Texte cité —
......

Au cours des quinze dernières années, le Maroc a opéré d'impressionnants progrès en matière de droits humains. Un plus grand respect des droits civils et politiques fondamentaux, notamment de la liberté d'expression et d'association, compte au nombre de ces avancées. Au cours de cette période, en particulier depuis l'accession au trône du Roi Mohammed VI en 1999, des efforts ont été faits pour s'attaquer au problème de l'impunité pour les crimes graves et systématiques commis dans le passé, spécialement les "disparitions" et la torture.

Toutefois, au nom du contre-terrorisme, la protection des droits civils et des libertés fondamentales connaît un recul partout dans le monde et le Maroc n'y fait pas exception. D'importants progrès opérés pendant les quinze années écoulées sont à présent menacés par l'attitude des autorités qui multiplient les rafles et jettent en prison des milliers de Marocains accusés de liens avec le terrorisme. Les témoignages dignes de foi dénonçant des actes de torture et des mauvais traitements à l'encontre de ces suspects, ainsi que la privation manifeste de leurs droits civils lors de la procédure judiciaire, donnent à entendre que les libertés plus nombreuses dont les Marocains ont pu jouir au cours de la dernière décennie et demie pourraient bien leur être retirées. Les enjeux de la répression actuelle sont importants, non seulement pour les personnes soupçonnées d'appartenir à des groupes radicaux ou extrémistes, mais pour tous les Marocains qui ont bénéficié de ces réformes.

Le présent rapport, fruit d'une mission de recherche effectuée au Maroc en janvier et février 2004, analyse tout d'abord les mesures prises par le gouvernement pour combattre le problème de l'impunité pour les crimes perpétrés dans le passé contre les droits humains. Il accorde une attention spéciale au rôle de l'Instance Equité et Réconciliation mise sur pied en janvier 2004 et aux limites structurelles et politiques dans lesquelles elle opère. Il examine ensuite les violations fondamentales du droit à une procédure équitable dont sont victimes les détenus qui ont été arrêtés lors de la répression menée par les autorités contre les personnes soupçonnées d'activisme islamiste. Ces arrestations ont débuté après les attentats du 11 septembre 2001 à New York et Washington et se sont intensifiées considérablement au cours des semaines et des mois qui ont suivi le 16 mai 2003, date à laquelle douze kamikazes avaient causé la mort de trente-trois personnes, en plus d'eux-mêmes, et blessé 100 autres personnes lors d'attentats coordonnés menés à Casablanca, la plus grande ville du pays.

......

Tâches à réaliser —
1. Traduisez en anglais la phrase suivante du texte sur les droits humains au Maroc : « Toutefois, au nom du contre-terrorisme, la protection des droits civils et des libertés fondamentales connaît un recul partout dans le monde et le Maroc n'y fait pas exception. »
2. Recopiez sans aucune modification les enregistrements, depuis leur première ligne jusqu'à la ligne contenant « 454], [128, 448]] », cette dernière incluse.

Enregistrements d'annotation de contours

......

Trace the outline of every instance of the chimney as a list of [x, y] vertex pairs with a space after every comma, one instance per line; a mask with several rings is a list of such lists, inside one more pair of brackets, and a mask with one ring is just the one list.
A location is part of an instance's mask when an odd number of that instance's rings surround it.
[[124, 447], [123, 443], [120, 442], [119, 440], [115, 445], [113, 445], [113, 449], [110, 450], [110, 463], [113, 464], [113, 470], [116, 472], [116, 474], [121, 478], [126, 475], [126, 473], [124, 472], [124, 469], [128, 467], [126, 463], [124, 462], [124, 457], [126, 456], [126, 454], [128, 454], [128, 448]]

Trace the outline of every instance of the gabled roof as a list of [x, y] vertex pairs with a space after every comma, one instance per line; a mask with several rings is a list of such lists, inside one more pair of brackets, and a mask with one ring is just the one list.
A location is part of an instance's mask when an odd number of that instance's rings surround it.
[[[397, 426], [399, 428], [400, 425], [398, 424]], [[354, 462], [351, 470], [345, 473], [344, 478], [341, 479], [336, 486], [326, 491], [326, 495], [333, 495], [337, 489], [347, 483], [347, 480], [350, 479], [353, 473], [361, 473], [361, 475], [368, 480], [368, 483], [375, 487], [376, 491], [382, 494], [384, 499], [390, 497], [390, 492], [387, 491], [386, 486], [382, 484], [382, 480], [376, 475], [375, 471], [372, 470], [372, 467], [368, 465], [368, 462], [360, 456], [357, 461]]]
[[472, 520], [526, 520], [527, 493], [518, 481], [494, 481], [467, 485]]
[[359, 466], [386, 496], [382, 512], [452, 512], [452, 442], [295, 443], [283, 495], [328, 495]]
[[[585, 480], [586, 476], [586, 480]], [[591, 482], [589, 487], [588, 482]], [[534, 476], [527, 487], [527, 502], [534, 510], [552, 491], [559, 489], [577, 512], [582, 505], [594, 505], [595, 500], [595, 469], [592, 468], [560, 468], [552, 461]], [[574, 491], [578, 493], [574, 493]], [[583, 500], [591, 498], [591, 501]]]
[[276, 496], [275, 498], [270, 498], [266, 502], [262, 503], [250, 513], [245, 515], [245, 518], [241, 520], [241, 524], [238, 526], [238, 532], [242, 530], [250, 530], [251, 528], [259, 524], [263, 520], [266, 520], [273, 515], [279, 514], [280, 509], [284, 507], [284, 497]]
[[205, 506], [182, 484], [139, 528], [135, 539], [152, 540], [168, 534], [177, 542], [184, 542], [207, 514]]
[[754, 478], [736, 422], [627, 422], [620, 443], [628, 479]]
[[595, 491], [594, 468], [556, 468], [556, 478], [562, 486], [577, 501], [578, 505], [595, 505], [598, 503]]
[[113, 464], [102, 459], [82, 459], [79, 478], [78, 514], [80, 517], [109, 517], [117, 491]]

......

Réponses —
1. However, in the name of counterterrorism, the protection of civil rights and fundamental freedoms is receding all over the world, and Morocco is no exception.

2.
Trace the outline of every instance of the chimney as a list of [x, y] vertex pairs with a space after every comma, one instance per line; a mask with several rings is a list of such lists, inside one more pair of brackets, and a mask with one ring is just the one list.
A location is part of an instance's mask when an odd number of that instance's rings surround it.
[[124, 447], [123, 443], [120, 442], [119, 440], [115, 445], [113, 445], [113, 449], [110, 450], [110, 463], [113, 464], [113, 470], [116, 472], [116, 474], [121, 478], [126, 475], [126, 473], [124, 472], [124, 469], [128, 467], [126, 463], [124, 462], [124, 457], [126, 456], [126, 454], [128, 454], [128, 448]]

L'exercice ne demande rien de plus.